### Listed records
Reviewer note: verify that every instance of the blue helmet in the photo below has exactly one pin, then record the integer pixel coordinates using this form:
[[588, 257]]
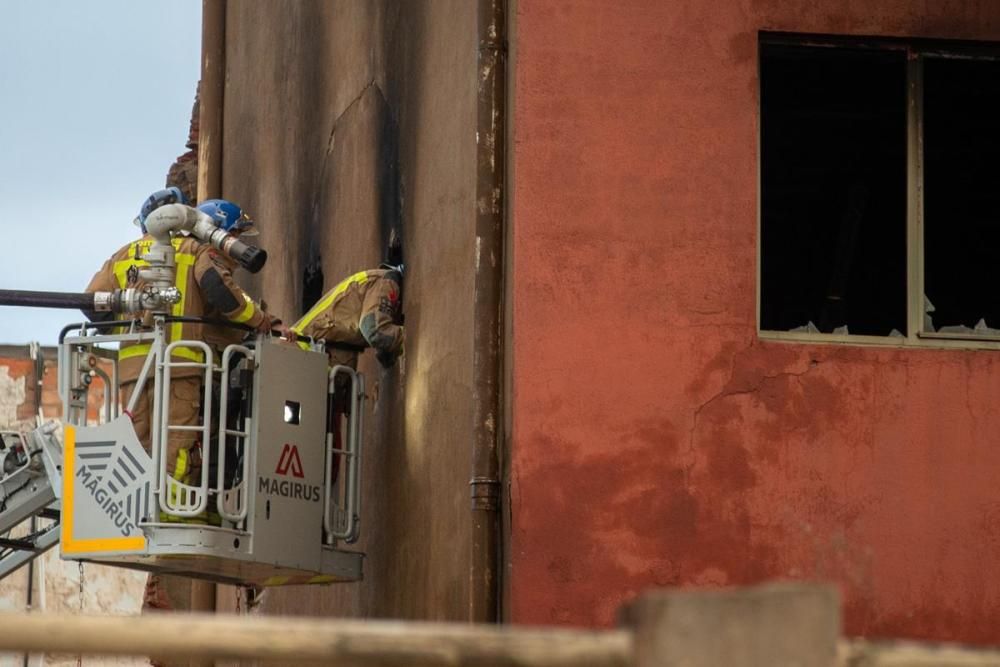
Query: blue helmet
[[171, 195], [228, 217]]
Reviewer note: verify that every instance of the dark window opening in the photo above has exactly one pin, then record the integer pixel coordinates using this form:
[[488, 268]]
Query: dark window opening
[[961, 130], [312, 284], [292, 411], [833, 190]]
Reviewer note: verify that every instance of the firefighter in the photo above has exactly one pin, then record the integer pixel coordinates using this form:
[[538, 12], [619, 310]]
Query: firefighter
[[204, 278], [363, 310]]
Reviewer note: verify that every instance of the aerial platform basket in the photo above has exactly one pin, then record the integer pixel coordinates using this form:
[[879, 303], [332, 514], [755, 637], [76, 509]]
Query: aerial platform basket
[[277, 498]]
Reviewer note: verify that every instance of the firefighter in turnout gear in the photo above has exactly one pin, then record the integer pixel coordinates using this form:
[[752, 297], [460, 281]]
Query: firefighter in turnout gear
[[204, 278], [363, 310]]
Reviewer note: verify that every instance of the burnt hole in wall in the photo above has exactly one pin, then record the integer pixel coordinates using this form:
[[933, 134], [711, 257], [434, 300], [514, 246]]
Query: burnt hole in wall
[[312, 284], [390, 191], [833, 189], [961, 105]]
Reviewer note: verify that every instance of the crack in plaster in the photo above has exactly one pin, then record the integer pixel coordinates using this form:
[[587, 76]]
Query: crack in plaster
[[725, 392]]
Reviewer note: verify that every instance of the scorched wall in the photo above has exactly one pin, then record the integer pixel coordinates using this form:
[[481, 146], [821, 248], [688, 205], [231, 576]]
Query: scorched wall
[[342, 122]]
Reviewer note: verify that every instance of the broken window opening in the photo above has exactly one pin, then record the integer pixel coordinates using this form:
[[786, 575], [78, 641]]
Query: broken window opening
[[961, 142], [833, 190]]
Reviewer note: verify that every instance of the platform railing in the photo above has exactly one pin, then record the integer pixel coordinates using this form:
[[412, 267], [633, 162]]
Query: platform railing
[[237, 496], [177, 498], [764, 626]]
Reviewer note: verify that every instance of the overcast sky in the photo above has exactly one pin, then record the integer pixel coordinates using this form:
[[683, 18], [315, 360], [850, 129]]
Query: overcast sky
[[96, 100]]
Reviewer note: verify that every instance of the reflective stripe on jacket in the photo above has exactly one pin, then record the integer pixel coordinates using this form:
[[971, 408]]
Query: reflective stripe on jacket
[[362, 309], [204, 279]]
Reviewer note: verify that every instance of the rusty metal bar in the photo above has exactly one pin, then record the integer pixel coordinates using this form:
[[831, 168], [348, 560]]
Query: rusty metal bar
[[488, 333], [211, 94], [312, 640]]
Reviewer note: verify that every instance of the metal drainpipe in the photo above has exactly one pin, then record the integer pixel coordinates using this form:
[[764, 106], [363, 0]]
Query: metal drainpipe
[[488, 331], [38, 370], [210, 94]]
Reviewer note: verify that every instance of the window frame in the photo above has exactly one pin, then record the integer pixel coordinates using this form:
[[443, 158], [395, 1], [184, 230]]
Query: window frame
[[916, 50]]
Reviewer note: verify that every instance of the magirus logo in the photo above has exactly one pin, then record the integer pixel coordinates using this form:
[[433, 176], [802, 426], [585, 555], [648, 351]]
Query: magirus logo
[[289, 461]]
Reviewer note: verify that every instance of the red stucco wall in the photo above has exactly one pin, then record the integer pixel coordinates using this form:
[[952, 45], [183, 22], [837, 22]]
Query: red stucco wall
[[656, 441]]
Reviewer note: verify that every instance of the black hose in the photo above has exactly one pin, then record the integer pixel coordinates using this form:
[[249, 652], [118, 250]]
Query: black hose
[[74, 300]]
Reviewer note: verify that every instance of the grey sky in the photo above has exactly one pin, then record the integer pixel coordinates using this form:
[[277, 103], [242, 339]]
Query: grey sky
[[95, 100]]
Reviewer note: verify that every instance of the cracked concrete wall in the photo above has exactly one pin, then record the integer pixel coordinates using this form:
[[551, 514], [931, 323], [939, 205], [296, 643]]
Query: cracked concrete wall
[[345, 120], [656, 440], [57, 586]]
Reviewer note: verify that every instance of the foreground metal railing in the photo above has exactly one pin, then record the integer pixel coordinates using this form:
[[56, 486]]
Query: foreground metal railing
[[317, 641], [766, 626]]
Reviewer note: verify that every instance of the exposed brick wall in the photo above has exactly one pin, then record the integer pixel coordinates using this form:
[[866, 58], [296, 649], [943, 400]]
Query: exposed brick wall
[[69, 587]]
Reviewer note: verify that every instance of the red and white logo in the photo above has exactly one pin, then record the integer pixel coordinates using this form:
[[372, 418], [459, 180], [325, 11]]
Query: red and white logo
[[289, 461]]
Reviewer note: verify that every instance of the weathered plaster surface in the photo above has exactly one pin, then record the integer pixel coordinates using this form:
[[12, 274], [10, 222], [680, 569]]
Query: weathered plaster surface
[[656, 441]]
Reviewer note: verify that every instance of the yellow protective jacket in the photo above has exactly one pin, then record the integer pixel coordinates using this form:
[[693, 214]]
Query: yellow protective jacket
[[362, 310], [205, 280]]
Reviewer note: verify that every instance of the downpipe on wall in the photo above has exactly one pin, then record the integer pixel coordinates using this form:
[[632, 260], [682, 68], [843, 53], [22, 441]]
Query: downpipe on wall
[[488, 303]]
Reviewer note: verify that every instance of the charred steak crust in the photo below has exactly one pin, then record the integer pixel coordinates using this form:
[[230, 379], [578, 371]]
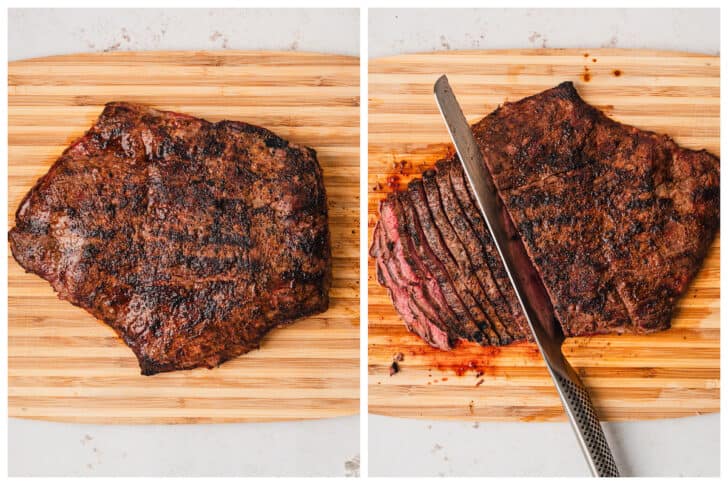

### Given task
Copy out in full every line above that contains the word "blue", treating uppercase and lowercase as different.

### Problem solution
Reviewer note: verify that every instance of the blue helmet in the photo below has exactly one pin, then record the integer pixel coordinates using this form:
Query: blue helmet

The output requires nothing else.